%%
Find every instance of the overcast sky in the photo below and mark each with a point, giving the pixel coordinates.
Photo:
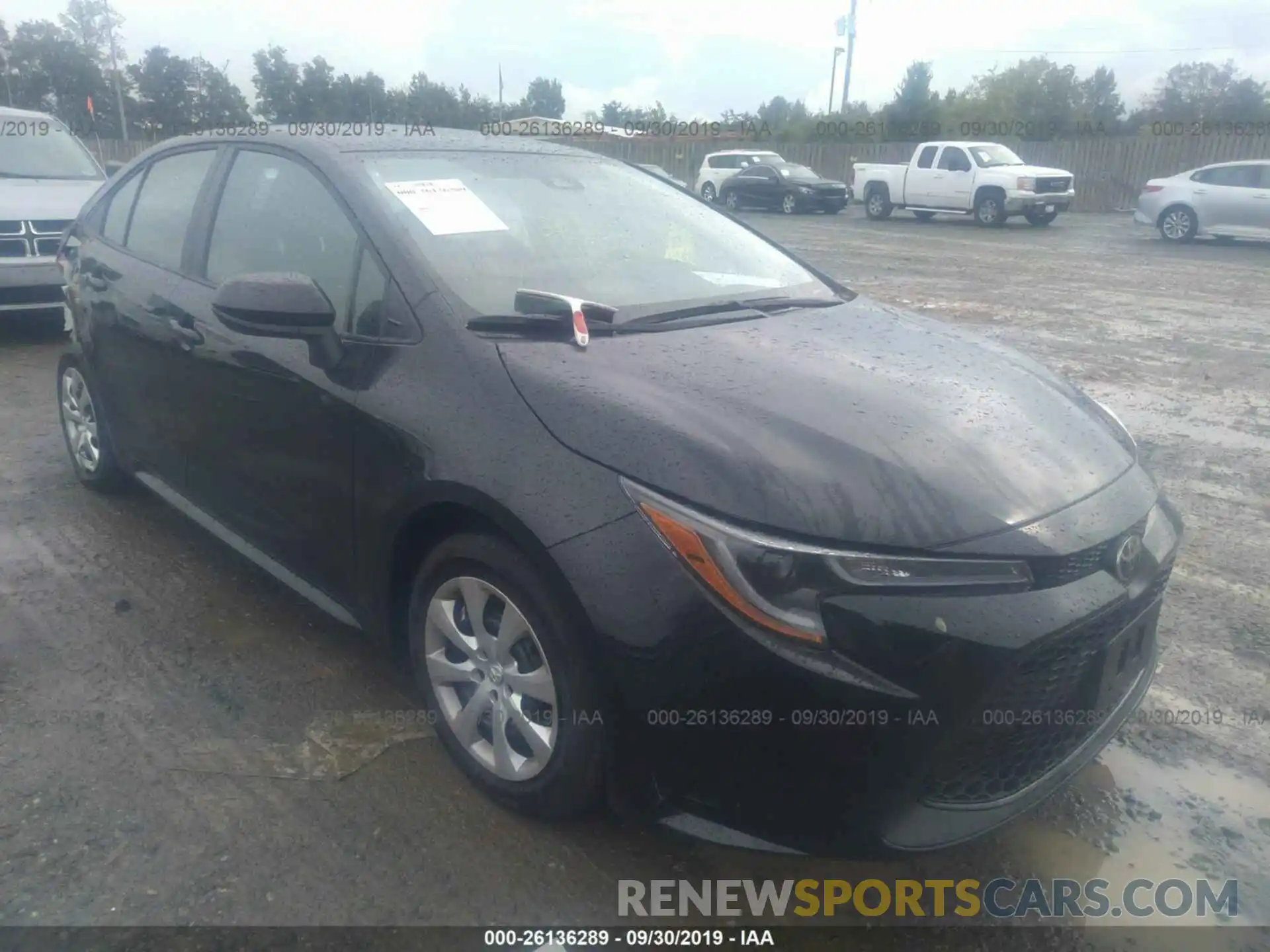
(697, 56)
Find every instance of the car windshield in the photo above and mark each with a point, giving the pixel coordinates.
(589, 227)
(789, 171)
(990, 157)
(44, 149)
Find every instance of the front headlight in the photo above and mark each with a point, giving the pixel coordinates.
(779, 584)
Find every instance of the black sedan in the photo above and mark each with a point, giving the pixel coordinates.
(650, 507)
(785, 186)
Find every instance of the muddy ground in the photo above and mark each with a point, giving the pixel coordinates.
(177, 731)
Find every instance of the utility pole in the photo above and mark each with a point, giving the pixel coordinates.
(833, 75)
(114, 67)
(851, 48)
(4, 58)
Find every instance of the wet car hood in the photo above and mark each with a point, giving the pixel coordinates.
(45, 198)
(860, 423)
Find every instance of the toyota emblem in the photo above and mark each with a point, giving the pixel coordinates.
(1127, 557)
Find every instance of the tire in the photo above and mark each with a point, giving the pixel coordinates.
(878, 206)
(1177, 223)
(990, 210)
(562, 775)
(85, 429)
(1040, 220)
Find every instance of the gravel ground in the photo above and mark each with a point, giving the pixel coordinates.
(177, 731)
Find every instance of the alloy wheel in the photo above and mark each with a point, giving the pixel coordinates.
(491, 678)
(79, 419)
(1176, 225)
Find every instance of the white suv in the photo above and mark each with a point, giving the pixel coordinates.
(722, 165)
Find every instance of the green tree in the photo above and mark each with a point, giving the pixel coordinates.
(277, 84)
(545, 98)
(916, 106)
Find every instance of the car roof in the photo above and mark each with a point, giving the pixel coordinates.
(310, 139)
(11, 112)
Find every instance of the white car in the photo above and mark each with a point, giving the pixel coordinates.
(984, 179)
(1226, 201)
(46, 175)
(718, 167)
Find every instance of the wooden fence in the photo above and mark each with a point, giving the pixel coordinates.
(1109, 171)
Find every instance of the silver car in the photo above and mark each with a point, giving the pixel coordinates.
(46, 175)
(1226, 201)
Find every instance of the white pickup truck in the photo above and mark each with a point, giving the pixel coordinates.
(984, 179)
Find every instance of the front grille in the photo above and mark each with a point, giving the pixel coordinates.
(48, 226)
(37, 295)
(1050, 571)
(987, 762)
(33, 238)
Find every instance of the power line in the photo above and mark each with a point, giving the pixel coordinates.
(1114, 52)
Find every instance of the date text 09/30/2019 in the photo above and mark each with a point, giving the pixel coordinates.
(635, 938)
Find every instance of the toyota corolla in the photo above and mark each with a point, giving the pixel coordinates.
(656, 512)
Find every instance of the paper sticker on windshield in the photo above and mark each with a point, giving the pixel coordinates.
(724, 280)
(446, 206)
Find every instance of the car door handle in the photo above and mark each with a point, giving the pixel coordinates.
(189, 335)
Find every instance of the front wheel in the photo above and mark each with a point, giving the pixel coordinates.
(878, 205)
(501, 662)
(84, 429)
(1177, 223)
(990, 210)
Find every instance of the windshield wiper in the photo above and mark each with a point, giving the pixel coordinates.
(738, 310)
(546, 310)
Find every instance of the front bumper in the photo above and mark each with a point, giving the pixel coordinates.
(931, 721)
(33, 285)
(1019, 202)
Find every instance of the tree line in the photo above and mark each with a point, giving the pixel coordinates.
(59, 67)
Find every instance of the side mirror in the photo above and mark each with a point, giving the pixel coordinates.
(281, 305)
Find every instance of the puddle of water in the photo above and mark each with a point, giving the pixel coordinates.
(1137, 819)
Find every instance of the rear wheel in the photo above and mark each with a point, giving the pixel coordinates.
%%
__Problem to work on__
Omit pictures and output the listing exactly.

__Result of this exercise__
Find every instance of the overcast sky in the photo below and mark each with a point, giving the pixel coordinates.
Photo:
(697, 56)
Find every instance of the car windshield in the photo above and mark each with a point, giving the pixel coordinates.
(589, 227)
(789, 171)
(990, 157)
(44, 149)
Find every instance of the front headlight in the photo above and mark each with a point, giving the pixel coordinates.
(779, 584)
Find every instance of the black sedan in the photo above and mark each with a point, giving the pixel coordinates.
(650, 507)
(785, 186)
Find every instance of the muddy ground in the photo above and mark each with a point, giving the pixel coordinates.
(177, 731)
Find every instance of the utility pole in the photo above and mark each with a point, giving the pixel coordinates.
(833, 75)
(114, 67)
(851, 48)
(4, 58)
Find every instance of the wet car hood in the photo above and mark each with a point, giving the pixel coordinates.
(45, 198)
(860, 423)
Find every instance of the toyota emblem in the photo above and mark each with a point, giving the pixel coordinates.
(1127, 557)
Find every instance of the tire in the photo above and mark each with a point, giving the pixel coordinates.
(878, 206)
(1177, 223)
(990, 210)
(562, 775)
(85, 429)
(1040, 220)
Find every instance of the gravel ground in the photo above and mark each with a point, giving the pixel coordinates.
(177, 731)
Find every instance of the alloy wheel in the photo above and mark each with a point, giving the pixel coordinates.
(491, 678)
(79, 419)
(1176, 225)
Find every instance of the white suv in the photo above and mark each with a point, giving the pixel coordinates.
(722, 165)
Find every instance of the green tree in the photo above and mark each with a point, giving the pixel coordinates.
(277, 84)
(545, 98)
(916, 106)
Find every instance of the car roof in the photo above and mark each with a point, giving the pixel coordinates.
(310, 139)
(11, 112)
Find every instance of the white car in the photo above and mark each with a point, giving the pixel coordinates.
(984, 179)
(1226, 201)
(46, 175)
(718, 167)
Find every instance of the wooden fence in the photo above and mark each with a point, giving the pixel coordinates.
(1109, 171)
Find every instance of the silver car in the photo above and mark each with a point, giving the pixel coordinates.
(46, 175)
(1226, 201)
Find every instance of the white pickup truck in the photo above and mark each with a point, giving the pixel coordinates.
(984, 179)
Find every instance of the front grille in the photo above and mark each with a point, giving the pixel coordinates.
(48, 226)
(37, 295)
(1050, 571)
(987, 762)
(33, 238)
Find every instance of the power line in the photo above and mark each with a point, giving the pixel coordinates.
(1114, 52)
Find every instance of the date text 09/30/2019 in the photo above and mark each with a point, giving the pixel coordinates.
(635, 938)
Find every instance of the toyota corolla in the photo above and mark each with a point, giving the pixel coordinates.
(656, 512)
Find every instance of the paper sticker on windshield in the photo above and mark each with a point, giving the pixel coordinates.
(724, 280)
(446, 206)
Find every instance of the car door handle in the photo above and mark each with a point, giving the pixel coordinates.
(189, 335)
Find every instance of the front wheel in the photo above and mark each with a point, giving the pixel coordinates.
(878, 205)
(501, 662)
(84, 429)
(1177, 223)
(990, 210)
Find every instance of the windshield wiper in the photo above and mark each with a point, giving the pixel coordinates.
(738, 310)
(546, 310)
Find every instance of the front bumper in the photo above and mark each with a point, giving the pixel coordinates.
(931, 721)
(33, 285)
(1019, 202)
Find every instance of the tree line in the photo above and mark each with a point, giving the pixel coordinates.
(59, 67)
Find every instance of the side mirror in the photo above and mark each with a point, giving the pixel coordinates.
(281, 305)
Find every instance of the puddle of water in the photo above and mark each with a point, giving the pixel coordinates.
(1137, 819)
Find every instance of the rear wheel in the photo above and mark each with a point, giving the pixel coordinates.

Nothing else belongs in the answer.